• _Your goal_: Please extract each line of the data below that contains the string "foam", treating uppercase and lowercase as different.

───── Data to process

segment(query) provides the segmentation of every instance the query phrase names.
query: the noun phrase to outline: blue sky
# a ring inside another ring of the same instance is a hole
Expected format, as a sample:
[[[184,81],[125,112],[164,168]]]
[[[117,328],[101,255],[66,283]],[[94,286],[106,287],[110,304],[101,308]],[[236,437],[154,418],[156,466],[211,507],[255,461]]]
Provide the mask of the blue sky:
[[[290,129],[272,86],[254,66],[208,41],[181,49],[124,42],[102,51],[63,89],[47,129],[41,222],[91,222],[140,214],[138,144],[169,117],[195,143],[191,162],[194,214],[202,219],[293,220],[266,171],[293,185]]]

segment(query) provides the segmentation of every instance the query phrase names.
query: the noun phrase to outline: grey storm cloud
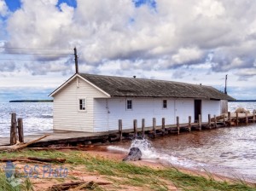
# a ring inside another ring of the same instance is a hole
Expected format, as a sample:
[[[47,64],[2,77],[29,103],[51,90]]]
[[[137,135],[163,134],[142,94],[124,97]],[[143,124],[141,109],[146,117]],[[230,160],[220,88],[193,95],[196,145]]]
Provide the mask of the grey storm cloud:
[[[14,72],[16,65],[13,61],[0,62],[0,72]]]
[[[131,0],[77,0],[76,9],[66,3],[57,8],[57,2],[23,0],[22,9],[6,20],[5,45],[76,46],[81,68],[92,72],[117,61],[121,69],[147,71],[201,65],[210,53],[212,71],[255,67],[254,0],[156,0],[155,9],[136,7]],[[73,63],[70,58],[64,62]],[[52,65],[26,68],[34,75],[69,72],[63,60]]]

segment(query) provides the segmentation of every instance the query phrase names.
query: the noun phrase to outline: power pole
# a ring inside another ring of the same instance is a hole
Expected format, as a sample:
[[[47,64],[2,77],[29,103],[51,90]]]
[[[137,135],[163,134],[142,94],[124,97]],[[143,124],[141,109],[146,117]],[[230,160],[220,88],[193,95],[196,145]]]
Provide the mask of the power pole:
[[[226,78],[225,78],[225,90],[224,90],[225,94],[228,94],[227,93],[227,80],[228,80],[228,74],[226,74]]]
[[[73,49],[74,52],[74,57],[75,57],[75,67],[76,67],[76,73],[79,73],[79,60],[78,60],[78,55],[77,55],[77,48],[75,47]]]

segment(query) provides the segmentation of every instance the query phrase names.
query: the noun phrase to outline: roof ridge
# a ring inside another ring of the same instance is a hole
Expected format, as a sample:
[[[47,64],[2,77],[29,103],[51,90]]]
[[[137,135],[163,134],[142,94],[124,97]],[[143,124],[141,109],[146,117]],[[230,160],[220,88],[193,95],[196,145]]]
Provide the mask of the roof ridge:
[[[210,85],[202,85],[202,84],[190,84],[186,82],[177,82],[177,81],[171,81],[171,80],[166,80],[166,79],[154,79],[154,78],[134,78],[131,77],[124,77],[124,76],[110,76],[110,75],[101,75],[101,74],[91,74],[91,73],[79,73],[81,75],[87,75],[87,76],[98,76],[98,77],[110,77],[110,78],[127,78],[127,79],[134,79],[134,80],[148,80],[148,81],[159,81],[159,82],[167,82],[167,83],[177,83],[178,84],[189,84],[189,85],[195,85],[195,86],[203,86],[203,87],[209,87],[212,88]]]

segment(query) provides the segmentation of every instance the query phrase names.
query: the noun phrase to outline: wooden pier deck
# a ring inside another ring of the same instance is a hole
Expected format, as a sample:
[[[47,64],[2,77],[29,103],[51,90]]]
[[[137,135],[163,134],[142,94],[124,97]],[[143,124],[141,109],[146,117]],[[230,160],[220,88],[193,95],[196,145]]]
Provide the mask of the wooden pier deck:
[[[201,122],[201,115],[199,116],[198,123],[191,123],[191,117],[189,117],[188,123],[179,124],[179,118],[177,117],[177,123],[175,124],[166,124],[165,119],[162,119],[162,124],[156,125],[155,119],[153,119],[153,126],[145,126],[144,119],[142,119],[142,126],[137,127],[137,120],[134,119],[133,128],[129,130],[122,129],[122,120],[119,119],[117,123],[119,124],[116,130],[110,130],[101,133],[90,132],[77,132],[67,130],[49,130],[41,131],[38,134],[26,136],[25,142],[31,142],[39,138],[43,135],[49,134],[48,137],[33,144],[33,147],[44,147],[49,145],[76,145],[83,144],[89,145],[96,142],[106,142],[108,141],[122,141],[123,139],[136,137],[137,135],[147,135],[150,137],[157,136],[165,136],[166,134],[179,134],[180,131],[201,130],[206,129],[216,129],[226,126],[237,126],[239,124],[248,124],[256,122],[256,113],[224,113],[220,116],[214,116],[211,118],[208,115],[207,122]],[[132,124],[132,122],[131,123]],[[132,126],[132,125],[131,125]],[[0,146],[9,145],[9,137],[1,137]]]
[[[50,136],[39,141],[37,145],[44,146],[46,143],[49,144],[67,144],[72,142],[84,142],[90,144],[90,142],[101,140],[107,141],[108,138],[108,132],[102,133],[90,133],[90,132],[78,132],[68,130],[50,130],[50,131],[40,131],[34,135],[29,135],[25,136],[25,142],[31,142],[40,136],[49,134]],[[1,137],[0,146],[9,145],[9,137]]]

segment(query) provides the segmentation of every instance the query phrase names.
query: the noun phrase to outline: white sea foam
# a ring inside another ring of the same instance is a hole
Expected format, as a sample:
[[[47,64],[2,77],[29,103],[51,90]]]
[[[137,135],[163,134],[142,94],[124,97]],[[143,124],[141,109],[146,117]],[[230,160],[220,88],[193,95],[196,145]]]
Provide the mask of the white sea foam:
[[[205,166],[204,164],[195,163],[193,160],[177,157],[171,154],[164,153],[164,152],[157,152],[152,146],[149,140],[143,139],[134,139],[129,148],[125,148],[119,146],[109,146],[108,149],[110,151],[119,151],[125,153],[128,153],[131,148],[138,148],[143,153],[142,159],[149,160],[159,160],[160,162],[165,163],[170,165],[180,165],[188,168],[194,168],[195,166]]]

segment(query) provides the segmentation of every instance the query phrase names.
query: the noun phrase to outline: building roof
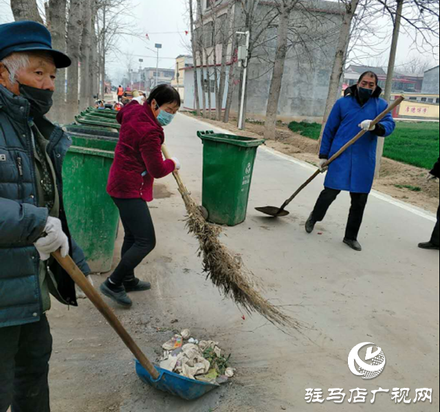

──────────

• _Correct answer_:
query: the noun phrase to outline: white sea foam
Provide the mask of the white sea foam:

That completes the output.